* START READING PASSAGE *
Phones are inherently a disconnected connection. You’re talking to someone live—hopefully—but you’re not sensing any type of body language or energy. It’s not so much the significance of lacking a visual on the person; the real point is that the physical connection is not in any way there. Tone and attitude can be relayed over the phone, but context gets lost, because I don’t know what you’re really doing or what’s happening on your end, and you don’t know the same of mine. There’s also a lack of sympathetic quality over the phone, because even though tone and attitude can be picked up audibly, such things are still vulnerable to being misconstrued, even more so with this added interference of long-distance than in real life. There is essentially no place in life safe from the workings of miscommunication, but if you’re trying to resolve a relationship for instance, take this as first hand, and meet face-to-face.
It’s a mixture of a multitude of things really, another being that in this technology age where email, texts, and personal phone numbers leave one virtually open to contact on a 24/7 basis—no more heavy 10 PM rules of etiquette—people feel constantly accessible, so when they answer their phones they think it’s okay to rush you off. Whether the context of the call is professional or personal, the feeling and thought of being so openly accessible is already planted, and thus behavior follows as pattern regardless of what kind of phone call one is making or answering. I’ve made a series of phone calls this winter to inform people about canceled classes due to our snowpocalypse in NYC this year, and it’s interesting how many people really cut the phone call short. I sense it automatically, sense it before I even consciously acknowledge it, when people say in short, quick sequence, “Okay, okay,” expecting me to end it there, and now put on the clock, I spew out the rest of the need-to-know information I want to make sure they get.
Then there’re the people who talk over you. It’s difficult not to interrupt on the phone, because you don’t see a face and so can’t truly gauge if they’re done, so you take that break after what seems like a conclusion, and then they cut you off yet again.
* END READING PASSAGE *
* START MATERIAL *
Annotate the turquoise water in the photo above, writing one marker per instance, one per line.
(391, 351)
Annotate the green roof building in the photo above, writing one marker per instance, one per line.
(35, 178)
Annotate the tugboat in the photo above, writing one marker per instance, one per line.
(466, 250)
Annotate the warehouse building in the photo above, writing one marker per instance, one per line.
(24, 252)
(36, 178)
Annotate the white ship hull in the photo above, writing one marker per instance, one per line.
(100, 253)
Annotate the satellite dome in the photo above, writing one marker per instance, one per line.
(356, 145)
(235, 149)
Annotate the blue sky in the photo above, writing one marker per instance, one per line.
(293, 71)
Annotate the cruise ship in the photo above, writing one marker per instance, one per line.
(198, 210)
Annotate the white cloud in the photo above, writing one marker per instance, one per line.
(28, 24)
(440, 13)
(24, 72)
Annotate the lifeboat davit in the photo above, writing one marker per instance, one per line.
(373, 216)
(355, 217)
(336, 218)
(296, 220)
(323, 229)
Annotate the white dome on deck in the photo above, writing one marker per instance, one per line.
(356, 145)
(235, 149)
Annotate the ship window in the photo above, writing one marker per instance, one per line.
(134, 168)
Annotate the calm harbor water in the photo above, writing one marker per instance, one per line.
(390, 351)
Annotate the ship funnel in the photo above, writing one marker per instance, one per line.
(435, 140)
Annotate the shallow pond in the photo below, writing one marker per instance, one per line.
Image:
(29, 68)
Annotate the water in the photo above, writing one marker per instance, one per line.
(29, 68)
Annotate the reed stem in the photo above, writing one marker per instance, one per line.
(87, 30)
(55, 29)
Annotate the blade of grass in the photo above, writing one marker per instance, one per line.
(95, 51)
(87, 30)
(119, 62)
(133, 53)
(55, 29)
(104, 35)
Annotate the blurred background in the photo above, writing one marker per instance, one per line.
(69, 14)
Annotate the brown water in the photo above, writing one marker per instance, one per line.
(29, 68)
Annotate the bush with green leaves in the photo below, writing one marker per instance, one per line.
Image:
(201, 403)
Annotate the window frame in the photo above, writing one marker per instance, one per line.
* END MATERIAL *
*SET TASK*
Carry the essay on phone calls forward from its last sentence. The listing has no connection to the essay on phone calls.

*ANSWER FOR THE TASK*
The worst, I feel, are the environmental issues. Sounds of other people in the background, whether of mine or the other line or both. At which point this becomes aggravated by another issue of it’s own, being accents, tones of voice, and even personality that contribute to how low or high in volume someone is. Not to mention, it doesn’t help that I when I listen to Lady Gaga on the train ride home, I ram her up, so sometimes it’s my own hearing, though occasionally my lingual understanding, too—meaning how chemically my brain works to understand phrases, words, and structure of what other people are saying.
Multidetermining factors. That’s a psyche term from my street-smart psychology index. Multidetermining factors are all around us. From the front to the back to the side to the left to the high to the low to the everywhere. What’s great about small encounters like the telephone conversation, is it can be a metaphor for greater circumstances that are produced by multidetermining factors, as well as the fact that as a metaphor it serves as a real life examination and exercise for dealing with real life situations on the small scale.
Living in New York City has always been hard for me because of the multitude of people. The hordes look bigger than they are because NYC is such a small space to fit this great abundance, constantly growing, and with that rapidity, making up for those who leave. It’s not the people I feel overwhelmed by, but the emerging personalities that come from them. And, the close quarters seem to only magnify them, leaving any given moment at any given time in the NYC area subject to a potentially exemplary “New York moment.” The frequency of these moments are so great, a week can hardly go by without a handful of unusual instances, sometimes even a series. The frequency also, over time, influences personality and perception so that these things become “normal.” The point is, everything is multidetermined. Not only am I glad answering phones at Gotham has subdued my anxiety about phone calls personally, particularly it’s helped with my anxiety due to people at large. Every phone call is an opportunity to open up to the world, regardless of how brief and disconnected and surface and even minuscule. Every call is a chance to practice, being social and being open. It’s those hard moments, whether experienced live or on the Internet, in person or on the phone, via text or instant messenger, that make connecting so empty. That emptiness leads to an array of untamed emotions. It’s because I don’t know whom I’m talking to, and they don’t know me. Each phone call is a challenge. Maybe instead of it being a challenge I have to overcome, taking my wins and forgetting my losses, it can be a challenge to grow, having joy in my successes and learning lessons from those more bitter moments. A challenge above all factors, multidetermined and not, to be more compassionate, to others and to myself.
~ Ace.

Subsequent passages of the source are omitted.